** Start **
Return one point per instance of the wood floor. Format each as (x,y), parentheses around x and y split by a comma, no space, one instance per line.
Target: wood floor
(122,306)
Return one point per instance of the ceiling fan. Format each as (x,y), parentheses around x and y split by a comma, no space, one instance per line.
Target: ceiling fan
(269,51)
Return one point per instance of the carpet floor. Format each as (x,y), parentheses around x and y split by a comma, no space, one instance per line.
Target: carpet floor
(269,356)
** End **
▶ [Exercise details]
Write out all of the data above again, switching each "instance" to "occurrence" and leaving everything else unchanged.

▶ [Expected output]
Return one point per occurrence of the wood floor. Format each as (x,y), parentheses around x and y split by a comma, no space, one occurrence per line.
Target: wood floor
(122,306)
Return one point per occurrence of the ceiling fan. Format each as (x,y), parentheses around x and y split by a comma, no space, one occurrence per line.
Target: ceiling fan
(269,51)
Return one point per occurrence of the carpet floor. Format each as (x,y), parentheses around x and y split by a comma, no space, one occurrence per line.
Target: carpet floor
(269,356)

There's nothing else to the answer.